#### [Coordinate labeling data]
--- START ---

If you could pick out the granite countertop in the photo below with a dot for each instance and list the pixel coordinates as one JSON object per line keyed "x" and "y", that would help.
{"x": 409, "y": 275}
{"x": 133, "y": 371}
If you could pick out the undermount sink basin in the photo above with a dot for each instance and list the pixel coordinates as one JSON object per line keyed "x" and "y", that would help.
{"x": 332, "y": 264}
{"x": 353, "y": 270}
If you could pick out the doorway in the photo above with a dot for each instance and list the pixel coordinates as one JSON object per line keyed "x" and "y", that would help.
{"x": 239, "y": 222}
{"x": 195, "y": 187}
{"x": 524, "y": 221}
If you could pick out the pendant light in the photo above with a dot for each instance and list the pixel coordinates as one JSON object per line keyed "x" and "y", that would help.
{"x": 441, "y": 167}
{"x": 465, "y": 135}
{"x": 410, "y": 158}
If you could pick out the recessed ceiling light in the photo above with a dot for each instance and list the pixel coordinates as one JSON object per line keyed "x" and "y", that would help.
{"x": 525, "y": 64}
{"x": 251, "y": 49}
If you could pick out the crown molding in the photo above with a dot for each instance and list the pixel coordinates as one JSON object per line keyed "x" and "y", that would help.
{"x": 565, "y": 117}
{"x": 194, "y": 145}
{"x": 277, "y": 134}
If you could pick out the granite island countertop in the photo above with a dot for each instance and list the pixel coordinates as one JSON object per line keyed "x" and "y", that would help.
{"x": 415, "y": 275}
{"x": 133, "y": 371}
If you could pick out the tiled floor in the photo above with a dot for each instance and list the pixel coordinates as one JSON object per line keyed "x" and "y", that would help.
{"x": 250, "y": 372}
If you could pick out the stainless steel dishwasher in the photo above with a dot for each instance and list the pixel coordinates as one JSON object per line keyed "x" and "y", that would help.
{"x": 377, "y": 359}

--- END ---

#### [SET TASK]
Copy out every row above word for word, keeping each line unchanged.

#### [WRITTEN RESPONSE]
If you could pick out the granite countertop in the photo below with a dot for each instance and list the pixel coordinates as one JSON object per line keyed "x" and "y", that would help.
{"x": 409, "y": 275}
{"x": 133, "y": 371}
If you could pick out the undermount sink basin in the photo above with a dot for each instance and list the pixel coordinates as one JSON object per line keyed "x" and "y", that would help.
{"x": 332, "y": 264}
{"x": 353, "y": 270}
If you could pick out the doorway in the photo above with a dot for each instance and list the pixel coordinates as one JSON object per line keyed "x" and "y", that would help.
{"x": 239, "y": 222}
{"x": 195, "y": 187}
{"x": 524, "y": 221}
If you could pick out the pendant light in the photo above with a dot for each instance and list the pixel coordinates as one JSON object per line keyed "x" and "y", that would help.
{"x": 441, "y": 167}
{"x": 465, "y": 135}
{"x": 410, "y": 158}
If you could pick out the recessed ceiling light in the photo above with a dot for each instance and list the pixel coordinates as one JSON object per line keyed "x" and "y", that would help.
{"x": 525, "y": 64}
{"x": 251, "y": 49}
If you could pick out the crown molding in the photo above with a dot for each instance and list the pixel coordinates as one JSON object per line keyed "x" and "y", that would help.
{"x": 565, "y": 117}
{"x": 194, "y": 145}
{"x": 277, "y": 134}
If you could pick out the granite island countertop in the photo above with a dot for each instance and list the pixel coordinates as one JSON object per line keyed "x" and "y", that would help.
{"x": 415, "y": 275}
{"x": 133, "y": 371}
If you could pick out the tiled floor in the photo above with a dot for each instance and list the pixel coordinates as one JSON object per line keyed "x" and "y", that would help.
{"x": 250, "y": 372}
If you could pick out the stainless steel dishwasher in the photo above with a dot for each instance and list the pixel coordinates as one JSON object per line keyed "x" and "y", that would help.
{"x": 377, "y": 359}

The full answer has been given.